Excerpted text -
————————

Not sure how this project engages with, enunciates or facilitates the idea and the experience of pleasure. It is certainly a worthwhile endeavour, but doesn't express or contribute to the conference themes.

Marie-Marguerite Sabongui

Hello Ethan and team -

I think this is a strong and strategic campaign. You've articulated the strategy well above, but I'll highlight some points I think make this a strong application of content as a tool for public mobilization.

1. you're proposing a clear, innovative solution to a real social challenge (or the nexus of social challenges: decline of mail, service provision in Northern communities, high cost of banking in the country, etc.). Your articulation of the challenge and the solution are clear and concise. You also articulate clearly how this challenge and this solution impact and could impact people's every day lives.

2. You have a clear campaign goal with metrics. Your aim was to put postal banking into the mainstream conversation, and you could track this.

3. You have a clear, pointed call to action. If people like this proposed solution, and your content, you tell them exactly what they can do at the end of the video: go to your website, share the content.

4. Your creative is engaging to the mainstream, your target audience. The videos do not feel like they've been made as a corporate promo - it feels light, accessible, and made 'by the people'.

————————

Stored items
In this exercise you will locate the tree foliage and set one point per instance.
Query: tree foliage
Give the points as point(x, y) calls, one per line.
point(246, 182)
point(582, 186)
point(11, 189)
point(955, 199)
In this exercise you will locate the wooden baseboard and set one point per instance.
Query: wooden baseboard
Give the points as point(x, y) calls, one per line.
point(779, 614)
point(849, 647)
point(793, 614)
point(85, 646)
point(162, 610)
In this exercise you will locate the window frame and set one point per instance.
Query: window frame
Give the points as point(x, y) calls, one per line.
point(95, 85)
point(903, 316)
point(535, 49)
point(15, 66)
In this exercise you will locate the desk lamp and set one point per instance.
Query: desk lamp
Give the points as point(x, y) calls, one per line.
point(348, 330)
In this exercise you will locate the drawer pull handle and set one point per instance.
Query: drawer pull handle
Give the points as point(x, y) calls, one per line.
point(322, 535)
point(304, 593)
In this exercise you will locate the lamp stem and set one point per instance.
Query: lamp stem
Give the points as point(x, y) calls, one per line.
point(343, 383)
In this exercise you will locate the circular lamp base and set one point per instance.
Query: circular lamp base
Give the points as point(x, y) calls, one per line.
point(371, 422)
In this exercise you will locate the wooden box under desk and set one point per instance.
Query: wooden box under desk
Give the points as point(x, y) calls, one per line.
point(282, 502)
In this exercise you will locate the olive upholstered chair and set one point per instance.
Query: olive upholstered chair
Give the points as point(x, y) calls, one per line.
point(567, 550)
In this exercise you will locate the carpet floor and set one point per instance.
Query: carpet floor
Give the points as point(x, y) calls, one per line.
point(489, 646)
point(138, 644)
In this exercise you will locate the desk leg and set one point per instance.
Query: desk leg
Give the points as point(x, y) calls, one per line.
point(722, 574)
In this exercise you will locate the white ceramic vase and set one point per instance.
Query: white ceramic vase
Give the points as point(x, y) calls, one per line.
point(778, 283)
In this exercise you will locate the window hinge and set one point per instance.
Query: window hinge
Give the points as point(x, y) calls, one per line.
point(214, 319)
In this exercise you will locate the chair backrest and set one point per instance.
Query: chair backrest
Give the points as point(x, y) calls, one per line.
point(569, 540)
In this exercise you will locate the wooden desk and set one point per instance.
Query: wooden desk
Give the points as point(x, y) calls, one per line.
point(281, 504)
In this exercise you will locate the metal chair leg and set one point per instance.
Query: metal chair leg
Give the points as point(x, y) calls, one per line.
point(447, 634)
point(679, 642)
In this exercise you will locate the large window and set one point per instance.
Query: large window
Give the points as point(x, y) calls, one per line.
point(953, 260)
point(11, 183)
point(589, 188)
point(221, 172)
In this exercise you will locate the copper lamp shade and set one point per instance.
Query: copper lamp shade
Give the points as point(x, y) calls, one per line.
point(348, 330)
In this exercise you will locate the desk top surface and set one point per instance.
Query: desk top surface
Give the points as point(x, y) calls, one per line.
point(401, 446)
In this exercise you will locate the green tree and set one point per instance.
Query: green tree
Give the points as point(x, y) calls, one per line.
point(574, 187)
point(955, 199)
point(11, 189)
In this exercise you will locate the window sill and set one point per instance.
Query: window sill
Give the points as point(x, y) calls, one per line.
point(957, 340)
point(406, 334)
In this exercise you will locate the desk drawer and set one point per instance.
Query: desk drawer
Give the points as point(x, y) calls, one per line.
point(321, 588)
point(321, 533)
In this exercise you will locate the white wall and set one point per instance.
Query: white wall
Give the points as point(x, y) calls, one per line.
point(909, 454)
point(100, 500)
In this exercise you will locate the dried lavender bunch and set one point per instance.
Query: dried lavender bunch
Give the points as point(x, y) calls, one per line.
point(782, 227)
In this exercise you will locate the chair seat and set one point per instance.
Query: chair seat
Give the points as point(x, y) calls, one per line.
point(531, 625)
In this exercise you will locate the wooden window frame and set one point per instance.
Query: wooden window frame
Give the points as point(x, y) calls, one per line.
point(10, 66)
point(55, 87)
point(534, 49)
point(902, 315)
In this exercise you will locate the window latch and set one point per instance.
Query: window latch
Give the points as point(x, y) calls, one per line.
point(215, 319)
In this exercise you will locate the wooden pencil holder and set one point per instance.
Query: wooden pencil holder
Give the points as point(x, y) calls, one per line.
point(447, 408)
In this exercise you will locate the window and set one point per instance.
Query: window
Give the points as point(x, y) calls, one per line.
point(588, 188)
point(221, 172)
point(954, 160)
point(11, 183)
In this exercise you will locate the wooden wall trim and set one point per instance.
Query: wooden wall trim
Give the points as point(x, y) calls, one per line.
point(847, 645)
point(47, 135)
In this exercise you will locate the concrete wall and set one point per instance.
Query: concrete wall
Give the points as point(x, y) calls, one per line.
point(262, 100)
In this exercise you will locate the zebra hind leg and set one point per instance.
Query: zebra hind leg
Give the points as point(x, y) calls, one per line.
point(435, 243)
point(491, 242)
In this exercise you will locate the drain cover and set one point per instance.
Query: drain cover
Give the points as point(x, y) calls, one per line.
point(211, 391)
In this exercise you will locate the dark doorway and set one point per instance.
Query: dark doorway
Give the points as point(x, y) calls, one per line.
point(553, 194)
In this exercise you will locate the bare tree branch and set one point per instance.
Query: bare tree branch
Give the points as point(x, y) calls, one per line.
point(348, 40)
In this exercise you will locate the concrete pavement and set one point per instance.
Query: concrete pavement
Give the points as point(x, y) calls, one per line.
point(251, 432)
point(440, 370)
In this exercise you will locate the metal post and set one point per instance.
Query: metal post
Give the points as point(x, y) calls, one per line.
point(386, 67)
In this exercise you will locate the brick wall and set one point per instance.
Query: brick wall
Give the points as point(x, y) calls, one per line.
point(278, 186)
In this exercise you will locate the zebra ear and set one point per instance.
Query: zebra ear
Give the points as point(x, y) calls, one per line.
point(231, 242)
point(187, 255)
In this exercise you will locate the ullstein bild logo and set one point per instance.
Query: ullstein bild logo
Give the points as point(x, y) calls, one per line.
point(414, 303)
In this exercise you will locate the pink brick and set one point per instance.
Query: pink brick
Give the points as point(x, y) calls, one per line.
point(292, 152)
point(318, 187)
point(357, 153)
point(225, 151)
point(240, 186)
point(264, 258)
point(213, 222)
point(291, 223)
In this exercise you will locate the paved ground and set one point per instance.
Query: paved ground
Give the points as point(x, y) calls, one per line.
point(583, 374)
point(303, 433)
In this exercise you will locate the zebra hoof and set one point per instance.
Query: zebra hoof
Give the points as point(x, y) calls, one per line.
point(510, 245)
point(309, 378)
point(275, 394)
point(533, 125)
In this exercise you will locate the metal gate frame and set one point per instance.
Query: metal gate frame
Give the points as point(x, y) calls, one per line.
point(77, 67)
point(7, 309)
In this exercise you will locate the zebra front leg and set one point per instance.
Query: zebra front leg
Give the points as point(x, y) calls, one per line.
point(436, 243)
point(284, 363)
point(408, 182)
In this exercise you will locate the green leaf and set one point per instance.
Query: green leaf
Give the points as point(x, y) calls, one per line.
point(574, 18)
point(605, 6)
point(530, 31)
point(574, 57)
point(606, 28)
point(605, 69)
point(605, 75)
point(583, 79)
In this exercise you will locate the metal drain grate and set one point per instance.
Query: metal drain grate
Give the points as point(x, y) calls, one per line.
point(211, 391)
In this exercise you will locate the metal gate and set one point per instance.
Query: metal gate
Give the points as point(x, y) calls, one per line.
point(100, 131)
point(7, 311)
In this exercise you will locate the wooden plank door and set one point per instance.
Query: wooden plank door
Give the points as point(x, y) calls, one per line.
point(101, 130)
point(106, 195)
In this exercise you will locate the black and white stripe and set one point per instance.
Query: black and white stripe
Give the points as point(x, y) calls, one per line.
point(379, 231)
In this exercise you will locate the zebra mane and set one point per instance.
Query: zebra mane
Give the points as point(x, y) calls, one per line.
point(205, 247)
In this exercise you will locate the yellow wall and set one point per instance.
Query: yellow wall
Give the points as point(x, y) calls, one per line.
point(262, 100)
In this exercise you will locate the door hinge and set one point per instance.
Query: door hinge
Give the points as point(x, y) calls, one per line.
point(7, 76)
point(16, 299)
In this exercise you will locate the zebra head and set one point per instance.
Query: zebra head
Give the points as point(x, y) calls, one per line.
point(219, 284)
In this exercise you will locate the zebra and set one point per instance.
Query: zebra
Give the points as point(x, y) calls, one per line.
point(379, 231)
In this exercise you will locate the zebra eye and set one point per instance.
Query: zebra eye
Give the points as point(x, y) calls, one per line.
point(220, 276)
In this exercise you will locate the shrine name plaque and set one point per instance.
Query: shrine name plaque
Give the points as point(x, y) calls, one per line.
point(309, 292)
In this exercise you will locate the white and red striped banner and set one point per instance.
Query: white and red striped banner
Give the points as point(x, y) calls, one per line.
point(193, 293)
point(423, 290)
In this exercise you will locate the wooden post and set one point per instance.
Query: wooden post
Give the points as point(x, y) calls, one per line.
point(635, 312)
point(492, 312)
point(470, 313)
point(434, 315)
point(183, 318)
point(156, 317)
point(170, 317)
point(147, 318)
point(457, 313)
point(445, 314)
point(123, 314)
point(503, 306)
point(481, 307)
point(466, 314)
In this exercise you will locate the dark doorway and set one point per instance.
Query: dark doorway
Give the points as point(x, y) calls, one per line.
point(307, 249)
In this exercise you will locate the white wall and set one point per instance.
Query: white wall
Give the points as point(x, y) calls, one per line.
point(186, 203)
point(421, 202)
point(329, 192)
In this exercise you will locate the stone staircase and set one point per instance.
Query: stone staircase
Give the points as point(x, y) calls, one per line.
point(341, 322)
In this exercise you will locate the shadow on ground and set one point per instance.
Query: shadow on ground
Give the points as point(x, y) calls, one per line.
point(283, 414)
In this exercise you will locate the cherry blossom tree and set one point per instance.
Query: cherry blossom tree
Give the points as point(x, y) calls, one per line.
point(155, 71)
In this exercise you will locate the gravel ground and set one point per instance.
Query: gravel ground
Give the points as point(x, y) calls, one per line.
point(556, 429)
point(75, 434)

————————

Activity 1 - According to the feedback on the postal banking campaign, what was the campaign's aim?
Activity 2 - Translate this sentence from the feedback on the postal banking campaign into French: "You have a clear campaign goal with metrics."
Activity 3 - Resume the feedback on the postal banking campaign after its final sentence.

Task response 1 - To put postal banking into the mainstream conversation.

Task response 2 - Vous avez un objectif de campagne clair, assorti d'indicateurs.

Task response 3 -
5. The distribution strategy for the content leverages the right influencers and organizations to boost the release of the content. This means that you are immediately demonstrating that your concept and your messaging has broad support from credible allies. With each of those influencers and allies distributing the content in a coordinated, timed manner, you demonstrate that there is momentum and you are therefore able to boost distribution on social media platforms.

6. You articulate a compelling future vision of Canada that inspires action.

My only comment might be about finding ways to connect this to people's individual lives more closely. This appeals to Canadian's intellects and those who are engaged in policy. Perhaps a future series could focus on profiles of specific characters who would be impacted positively by postal banking. I also think content that appeals to people's emotions (the puppy content gets close) rather than their rational minds - could increase virality.